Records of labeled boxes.

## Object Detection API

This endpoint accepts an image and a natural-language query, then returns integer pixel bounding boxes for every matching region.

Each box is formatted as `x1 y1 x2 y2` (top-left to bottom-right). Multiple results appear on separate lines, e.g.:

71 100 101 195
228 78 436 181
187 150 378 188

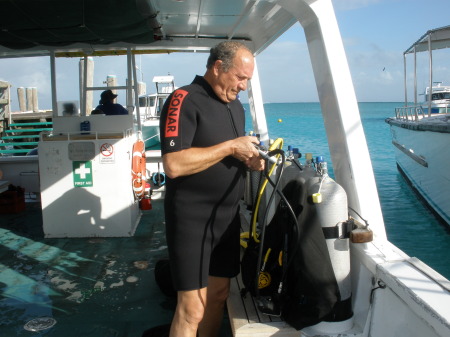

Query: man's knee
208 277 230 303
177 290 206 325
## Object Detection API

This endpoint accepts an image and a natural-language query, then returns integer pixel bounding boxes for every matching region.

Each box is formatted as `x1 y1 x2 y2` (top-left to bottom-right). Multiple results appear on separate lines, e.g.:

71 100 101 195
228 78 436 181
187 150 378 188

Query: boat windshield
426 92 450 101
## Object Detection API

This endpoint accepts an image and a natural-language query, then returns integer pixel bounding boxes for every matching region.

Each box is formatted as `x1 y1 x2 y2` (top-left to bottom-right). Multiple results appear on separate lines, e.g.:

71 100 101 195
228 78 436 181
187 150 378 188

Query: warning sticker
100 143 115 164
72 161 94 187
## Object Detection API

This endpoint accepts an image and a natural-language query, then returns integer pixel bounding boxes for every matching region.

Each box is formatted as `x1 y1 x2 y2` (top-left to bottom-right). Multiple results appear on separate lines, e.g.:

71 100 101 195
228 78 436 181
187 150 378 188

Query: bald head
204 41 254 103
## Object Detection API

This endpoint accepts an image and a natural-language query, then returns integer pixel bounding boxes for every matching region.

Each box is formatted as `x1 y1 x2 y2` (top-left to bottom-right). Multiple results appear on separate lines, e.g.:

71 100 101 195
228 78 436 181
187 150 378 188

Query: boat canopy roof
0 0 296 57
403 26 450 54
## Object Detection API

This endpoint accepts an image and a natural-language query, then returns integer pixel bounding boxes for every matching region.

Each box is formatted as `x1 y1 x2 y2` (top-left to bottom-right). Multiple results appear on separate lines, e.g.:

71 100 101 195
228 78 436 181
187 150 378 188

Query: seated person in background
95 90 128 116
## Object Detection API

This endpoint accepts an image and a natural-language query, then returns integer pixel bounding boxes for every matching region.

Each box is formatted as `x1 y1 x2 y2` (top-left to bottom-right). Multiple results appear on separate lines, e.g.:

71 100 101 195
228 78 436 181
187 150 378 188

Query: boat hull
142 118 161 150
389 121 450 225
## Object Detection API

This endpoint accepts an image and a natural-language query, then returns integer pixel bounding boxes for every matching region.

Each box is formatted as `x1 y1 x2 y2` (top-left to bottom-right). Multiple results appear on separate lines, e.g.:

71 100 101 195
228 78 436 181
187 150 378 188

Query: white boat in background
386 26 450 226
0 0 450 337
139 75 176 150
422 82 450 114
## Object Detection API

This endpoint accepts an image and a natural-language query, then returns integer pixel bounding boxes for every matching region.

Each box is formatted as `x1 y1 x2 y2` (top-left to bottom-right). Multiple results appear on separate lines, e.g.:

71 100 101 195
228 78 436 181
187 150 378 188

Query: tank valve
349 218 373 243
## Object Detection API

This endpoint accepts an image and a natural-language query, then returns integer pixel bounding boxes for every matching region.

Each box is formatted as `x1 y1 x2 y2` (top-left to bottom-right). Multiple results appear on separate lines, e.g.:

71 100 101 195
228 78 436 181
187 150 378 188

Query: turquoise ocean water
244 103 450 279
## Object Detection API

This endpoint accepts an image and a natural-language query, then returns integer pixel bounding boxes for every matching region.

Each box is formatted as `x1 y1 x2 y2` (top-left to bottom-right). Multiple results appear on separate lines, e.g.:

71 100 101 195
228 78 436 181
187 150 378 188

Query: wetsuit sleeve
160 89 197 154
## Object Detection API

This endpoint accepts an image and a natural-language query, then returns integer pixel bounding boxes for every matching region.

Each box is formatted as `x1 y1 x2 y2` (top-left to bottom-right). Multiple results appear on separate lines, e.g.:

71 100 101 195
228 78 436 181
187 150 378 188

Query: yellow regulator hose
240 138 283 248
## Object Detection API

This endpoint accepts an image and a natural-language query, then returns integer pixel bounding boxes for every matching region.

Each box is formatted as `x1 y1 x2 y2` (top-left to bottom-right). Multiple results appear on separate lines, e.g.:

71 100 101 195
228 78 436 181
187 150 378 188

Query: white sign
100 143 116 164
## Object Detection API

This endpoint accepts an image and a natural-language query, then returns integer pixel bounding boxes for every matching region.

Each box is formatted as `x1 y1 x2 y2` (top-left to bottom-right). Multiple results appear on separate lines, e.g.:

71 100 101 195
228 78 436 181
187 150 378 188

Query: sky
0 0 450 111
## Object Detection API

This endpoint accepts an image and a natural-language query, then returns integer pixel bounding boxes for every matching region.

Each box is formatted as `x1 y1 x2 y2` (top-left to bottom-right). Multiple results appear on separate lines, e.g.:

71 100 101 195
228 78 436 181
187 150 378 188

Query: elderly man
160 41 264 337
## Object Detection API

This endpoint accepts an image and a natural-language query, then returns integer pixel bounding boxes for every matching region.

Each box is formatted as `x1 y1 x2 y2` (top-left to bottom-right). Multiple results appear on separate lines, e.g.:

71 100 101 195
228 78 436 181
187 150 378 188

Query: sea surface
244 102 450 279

Short problem.
Please retype all of the records above word for word, with every line in its original order. Leave the pictures out of your answer.

Solution to the problem.
## Object Detection API

This endpoint accepts an image and a natural-language query, then returns integer pixel bounding boxes for every matching region.

Each box is formatted as `x1 y1 x2 y2` (top-left to bottom-right). Multiple results appear on separate lines, e.g.:

71 100 101 195
228 78 436 181
187 150 378 188


Query: man's knee
208 277 230 303
177 290 206 325
## Object Detection API

This endpoint accepts an image and a natural-language query, then returns integer pixel bounding boxes for every matching region.

Each box is formatted as `x1 y1 x2 y2` (top-left to bottom-right). Multiple results appear on separate lines, e.g.:

71 100 101 195
228 78 436 181
187 150 378 188

Query: boat windshield
426 92 450 101
## Object Detection API

This endpoint accepts an image and a natural-language query, then returns integer pixel bounding boxes for every matching region.

Each box is formatted as `x1 y1 x2 y2` (top-left to bottom-right). Multiple results appear on separate lines, e.g.:

71 100 101 195
228 78 436 181
187 150 378 188

Query: warning sticker
100 143 115 164
72 161 94 187
## Object Detection API

This endpoint accepts an image and a natural-language query, then returns integer pixel bounding boxes for every matching region.

Each box is formatted as `x1 y1 x2 y2` (top-left to bottom-right). Multiple results appear on separate lines, e.g.:

71 100 101 195
228 78 436 181
187 150 378 188

Query: bald head
204 41 254 103
## Object Detection API

This endpoint accepts an image and a natural-language query, then returns integer pixel bounding boxes for every matching region.

Each box is formatted as `x1 y1 x2 y2` (top-left to bottom-right). Multiple results appear on separate lines, e.g.:

71 100 101 195
228 78 436 181
187 150 378 188

Query: boat canopy roof
0 0 296 57
403 26 450 54
## Object Detection API

This endpoint accepts an image and a natural-language query, then returns integer pixel bounding boxes for every matching region.

Each box is formatted as `x1 y1 x2 y2` (top-left to bottom-right). Multiple results appear on separate lines, e.g.:

71 100 101 195
228 78 436 181
187 150 378 188

Query: seated person in background
95 90 128 116
## Object Detection API

This endpoint accepts an image and a natural-language query, then returns integer pixel bounding boxes for every matching region.

Each box is formatted as `x1 y1 x2 y2` (top-left to bottom-right). Multiple results appear on separate lines, e.g.:

71 100 101 195
228 78 436 181
187 150 378 188

Query: boat hull
142 118 161 150
389 121 450 225
## Object Detection API

This endpoint accepts an image and a natural-language query, then returns integer pixel bounding boxes for every matching region.

Each box is formatted as `x1 y1 x2 y2` (top-left to bottom-right). Multiple results appear on separate lines, e.g.:

71 100 101 195
228 78 436 181
187 150 378 188

Query: white boat in background
386 26 450 226
0 0 450 337
139 75 176 150
422 82 450 114
## Object Detection API

This endpoint accepts an image and a natural-language query, then returns integer pixel bounding boxes for every matching region.

Each box is formatted as `x1 y1 x2 y2` (top-left to bottom-right). Multiple results appear on separate lines, e.g.:

71 100 101 195
228 78 436 181
187 150 378 188

Query: tank valve
349 218 373 243
## Object Detection API

This endpoint accepts an image and a natural-language query, then returns integer pixel bounding boxes for every matching region.

Each box is formatted as `x1 y1 x2 y2` (top-left to bottom-right). Multiple results appear on separate lines, e.g.:

71 100 101 195
228 78 436 181
187 150 378 188

Query: turquoise ocean water
244 103 450 279
## Object Detection API

This endpoint accepts an image and a natural-language query, then returns integer pixel bounding boxes for every matching region.

Each box is formatted as `x1 y1 x2 y2` (top-left to bottom-right). Multiple results appear on separate lines, e.g.:

71 100 101 195
228 78 436 181
187 150 378 188

Query: wetsuit sleeve
160 89 197 154
## Object Detection API

This endpoint accepts an image and a natural-language query, then returns integer pixel bounding boxes for every matching region.

Each box is formatted as `x1 y1 x2 y2` (top-left to bottom-right). Multiple results appear on separate lines, e.g.:

71 100 101 195
228 78 436 181
187 150 378 188

Query: yellow regulator hose
240 138 283 248
## Object Detection API

This endpoint accepts an image and a natural-language query, then returns integer pixel bounding boxes for every matching region.

Each box is formatted as `x1 y1 x2 y2` (top-left to bottom-right). Multiple results appear on separate lines, e.g.:

71 100 101 195
228 78 436 181
187 150 378 188

Query: white sign
100 143 116 164
## Object Detection API

This endpoint accepts an image and a natural-language query, then returns integer pixel bounding boxes for every matching region.

Each box is formatted as `x1 y1 x2 y2` (top-left to bottom-right). Multiple results appear on separate lines, e.g.:

71 100 101 195
228 78 436 181
187 150 378 188

Query: sky
0 0 450 111
## Object Detection API

This endpoint accepts an image and a natural-language query, then returns integer pixel bounding boxes for every matching region.

Each box is formatted as `x1 y1 x2 y2` (top-left to bottom-right). Multiple results appear on separate lines, e.g.:

71 100 101 195
228 78 436 181
187 150 378 188

Query: elderly man
160 41 264 337
## Object Detection API

This endpoint accepts an image and a natural-language query, then returns integer pixel bounding boxes for every matching region.

Each box is formatted as `x1 y1 x2 y2` (top-left to bottom-right). Multiple results appear on separate lines, e.g.:

71 100 101 195
228 78 436 181
187 150 378 188

Query: sea surface
244 102 450 279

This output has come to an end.